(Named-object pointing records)
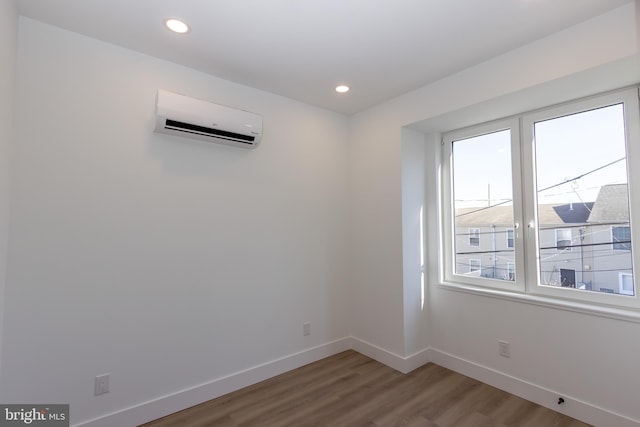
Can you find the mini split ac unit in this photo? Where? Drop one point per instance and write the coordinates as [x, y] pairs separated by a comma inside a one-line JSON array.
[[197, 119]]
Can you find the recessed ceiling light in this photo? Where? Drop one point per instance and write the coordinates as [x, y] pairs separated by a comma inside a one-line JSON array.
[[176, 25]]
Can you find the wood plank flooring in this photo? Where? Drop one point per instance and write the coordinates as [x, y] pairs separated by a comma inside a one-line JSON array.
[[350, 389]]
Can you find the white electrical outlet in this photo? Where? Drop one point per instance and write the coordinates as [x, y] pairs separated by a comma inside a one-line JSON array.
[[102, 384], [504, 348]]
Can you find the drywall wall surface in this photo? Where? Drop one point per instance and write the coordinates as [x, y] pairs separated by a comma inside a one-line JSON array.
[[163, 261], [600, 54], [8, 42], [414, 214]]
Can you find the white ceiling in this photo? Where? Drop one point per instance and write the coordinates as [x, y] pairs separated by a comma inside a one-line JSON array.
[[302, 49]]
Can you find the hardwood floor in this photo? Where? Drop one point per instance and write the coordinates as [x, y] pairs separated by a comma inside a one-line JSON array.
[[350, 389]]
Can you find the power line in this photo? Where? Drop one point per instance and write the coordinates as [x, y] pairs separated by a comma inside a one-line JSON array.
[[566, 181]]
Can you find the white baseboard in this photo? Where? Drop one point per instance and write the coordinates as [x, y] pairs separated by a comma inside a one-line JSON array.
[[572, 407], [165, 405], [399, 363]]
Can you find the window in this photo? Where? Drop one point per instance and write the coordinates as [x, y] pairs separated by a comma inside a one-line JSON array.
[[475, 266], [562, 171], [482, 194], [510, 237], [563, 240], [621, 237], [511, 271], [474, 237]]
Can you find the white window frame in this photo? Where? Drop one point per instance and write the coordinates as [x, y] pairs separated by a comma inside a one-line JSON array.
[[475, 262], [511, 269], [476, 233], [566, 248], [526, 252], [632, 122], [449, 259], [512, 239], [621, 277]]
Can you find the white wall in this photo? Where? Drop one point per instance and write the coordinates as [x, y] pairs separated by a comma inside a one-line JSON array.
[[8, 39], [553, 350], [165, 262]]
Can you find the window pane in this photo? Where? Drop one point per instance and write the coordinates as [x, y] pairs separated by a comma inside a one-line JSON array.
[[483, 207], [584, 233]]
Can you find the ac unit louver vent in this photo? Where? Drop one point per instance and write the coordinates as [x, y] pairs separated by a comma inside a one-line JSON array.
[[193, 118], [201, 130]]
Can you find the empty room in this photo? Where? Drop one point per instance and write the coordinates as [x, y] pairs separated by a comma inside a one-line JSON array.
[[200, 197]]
--
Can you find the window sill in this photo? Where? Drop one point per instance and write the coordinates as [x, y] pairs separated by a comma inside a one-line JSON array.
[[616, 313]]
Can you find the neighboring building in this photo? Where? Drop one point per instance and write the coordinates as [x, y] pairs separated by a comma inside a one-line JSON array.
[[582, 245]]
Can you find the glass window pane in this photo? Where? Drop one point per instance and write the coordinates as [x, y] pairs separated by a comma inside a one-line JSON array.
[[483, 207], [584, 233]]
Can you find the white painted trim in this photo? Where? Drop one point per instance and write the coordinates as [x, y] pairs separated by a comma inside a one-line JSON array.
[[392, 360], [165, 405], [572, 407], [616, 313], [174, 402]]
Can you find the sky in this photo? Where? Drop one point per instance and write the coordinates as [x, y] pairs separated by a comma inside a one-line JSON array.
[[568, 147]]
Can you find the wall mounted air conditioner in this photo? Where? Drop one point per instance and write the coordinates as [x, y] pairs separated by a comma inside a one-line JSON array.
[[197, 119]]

* Prompt
Lay out the lines from the one containing "Can you find the wood" through the one containing "271], [474, 237]]" as a JSON list of strings, with one string per line and blank lines omitted.

* Answer below
[
  "Can you find the wood plank flooring in this photo? Where? Drop one point per instance and write the coordinates as [x, y] pairs separated by a comma inside a one-line JSON array.",
  "[[350, 389]]",
  "Can you find the white electrical outlet in this photo? Where? Drop one point per instance and write the coordinates as [x, y] pairs separated by a comma inside a one-line JSON array.",
  "[[102, 384], [504, 348]]",
  "Can you find the drywall wall surface in this photo? Where? Drop one point per instance and write the coordinates as [x, y] pairs separated by a comma inside a one-line JSON array.",
  "[[163, 261], [600, 54], [8, 42], [414, 214]]",
  "Can you find the white ceiling in this photo? Where? Drop one point per instance and write the coordinates as [x, y] pairs separated by a comma inside a one-line JSON array.",
  "[[302, 49]]",
  "Can you find the hardwood floor in this photo? Where? Drop one point per instance and write the coordinates as [x, y] pairs separated by a comma inside a one-line JSON array.",
  "[[350, 389]]",
  "Can you find the power line in this photo? Where? Drop one point per instance and write the coordinates as [x, y] pairs separated by a comma inside a one-line JSON array.",
  "[[566, 181]]",
  "Can you find the white baseboard in this photo? Where? Drop one point per instance and write the coordinates as [x, y] pairs separated by a comma inside a one-line JSON array.",
  "[[572, 407], [165, 405], [399, 363]]",
  "Can you find the window in this photo? Where? Drop one point per instance and write the coordinates as [x, y] pairs separated by a comma inside a one-line JSON array.",
  "[[475, 266], [562, 171], [482, 194], [510, 237], [563, 240], [621, 237], [511, 271], [474, 237]]"
]